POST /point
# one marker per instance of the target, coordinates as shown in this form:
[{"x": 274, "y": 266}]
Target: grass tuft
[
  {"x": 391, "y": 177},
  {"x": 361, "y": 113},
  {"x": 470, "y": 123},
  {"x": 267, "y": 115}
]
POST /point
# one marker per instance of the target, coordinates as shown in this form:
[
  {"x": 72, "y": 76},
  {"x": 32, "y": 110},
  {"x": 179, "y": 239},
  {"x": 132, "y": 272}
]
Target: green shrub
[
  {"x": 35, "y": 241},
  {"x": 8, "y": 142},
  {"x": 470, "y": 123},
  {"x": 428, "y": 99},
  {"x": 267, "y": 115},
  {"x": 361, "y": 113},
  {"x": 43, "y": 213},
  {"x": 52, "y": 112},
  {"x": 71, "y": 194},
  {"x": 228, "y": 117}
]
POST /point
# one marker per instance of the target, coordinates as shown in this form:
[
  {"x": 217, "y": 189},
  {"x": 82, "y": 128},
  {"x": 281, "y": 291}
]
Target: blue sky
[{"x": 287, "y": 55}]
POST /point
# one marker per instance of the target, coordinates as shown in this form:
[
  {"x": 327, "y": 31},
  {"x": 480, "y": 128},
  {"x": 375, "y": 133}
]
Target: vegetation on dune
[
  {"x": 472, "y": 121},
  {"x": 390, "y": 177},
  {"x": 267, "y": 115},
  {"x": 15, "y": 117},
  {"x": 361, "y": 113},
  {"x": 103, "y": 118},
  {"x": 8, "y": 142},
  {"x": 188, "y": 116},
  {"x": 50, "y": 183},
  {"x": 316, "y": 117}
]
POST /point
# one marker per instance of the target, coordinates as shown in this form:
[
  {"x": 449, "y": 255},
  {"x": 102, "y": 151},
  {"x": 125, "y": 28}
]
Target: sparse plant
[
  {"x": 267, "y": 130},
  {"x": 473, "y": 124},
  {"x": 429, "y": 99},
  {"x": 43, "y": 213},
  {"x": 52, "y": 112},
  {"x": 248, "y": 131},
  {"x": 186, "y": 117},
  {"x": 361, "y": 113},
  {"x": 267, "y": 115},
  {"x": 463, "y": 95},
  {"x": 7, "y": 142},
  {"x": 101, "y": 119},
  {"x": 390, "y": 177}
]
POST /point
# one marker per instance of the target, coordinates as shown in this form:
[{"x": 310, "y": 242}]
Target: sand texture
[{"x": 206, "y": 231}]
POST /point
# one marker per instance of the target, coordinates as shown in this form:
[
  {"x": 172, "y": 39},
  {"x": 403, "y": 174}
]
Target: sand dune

▶ [THE PROBLEM] Rewrite all the rows above, replacing "marker" with "pin" wherever it occurs and leaving everything else unchanged.

▶ [FINISHED TASK]
POST /point
# one pin per instance of the target, coordinates as shown in this form:
[{"x": 274, "y": 266}]
Target: grass tuft
[
  {"x": 391, "y": 177},
  {"x": 361, "y": 113},
  {"x": 470, "y": 123},
  {"x": 267, "y": 115}
]
POST /point
# one pin per instance of the target, coordinates as shown in this form:
[
  {"x": 72, "y": 76},
  {"x": 32, "y": 110},
  {"x": 179, "y": 239},
  {"x": 132, "y": 272}
]
Target: green shrub
[
  {"x": 35, "y": 241},
  {"x": 8, "y": 142},
  {"x": 470, "y": 123},
  {"x": 428, "y": 99},
  {"x": 267, "y": 115},
  {"x": 361, "y": 113},
  {"x": 43, "y": 213},
  {"x": 52, "y": 112},
  {"x": 71, "y": 194},
  {"x": 228, "y": 117}
]
POST /point
# one pin per instance of the target, coordinates as shown in this form:
[
  {"x": 217, "y": 189},
  {"x": 82, "y": 128},
  {"x": 281, "y": 291}
]
Target: blue sky
[{"x": 287, "y": 55}]
POST /point
# one pin per instance of the target, coordinates as shown in this form:
[
  {"x": 327, "y": 31},
  {"x": 480, "y": 128},
  {"x": 375, "y": 133}
]
Target: vegetation on dune
[
  {"x": 472, "y": 121},
  {"x": 390, "y": 177},
  {"x": 267, "y": 115},
  {"x": 15, "y": 117},
  {"x": 361, "y": 113},
  {"x": 103, "y": 118},
  {"x": 8, "y": 142},
  {"x": 188, "y": 116},
  {"x": 50, "y": 183},
  {"x": 316, "y": 117}
]
POST /point
# one pin per instance of the target, coordinates as shown in this form:
[
  {"x": 449, "y": 255},
  {"x": 102, "y": 151},
  {"x": 125, "y": 28}
]
Target: sparse plant
[
  {"x": 267, "y": 130},
  {"x": 473, "y": 124},
  {"x": 429, "y": 99},
  {"x": 43, "y": 213},
  {"x": 52, "y": 112},
  {"x": 248, "y": 131},
  {"x": 186, "y": 117},
  {"x": 361, "y": 113},
  {"x": 267, "y": 115},
  {"x": 463, "y": 95},
  {"x": 7, "y": 142},
  {"x": 101, "y": 119},
  {"x": 390, "y": 177}
]
POST /point
# one pin per instance of the target, coordinates as shown in this form:
[{"x": 310, "y": 242}]
Target: sand texture
[{"x": 206, "y": 231}]
POST /point
# one pin per instance of the target, coordinates as shown in this form:
[
  {"x": 172, "y": 39},
  {"x": 403, "y": 174}
]
Target: sand dune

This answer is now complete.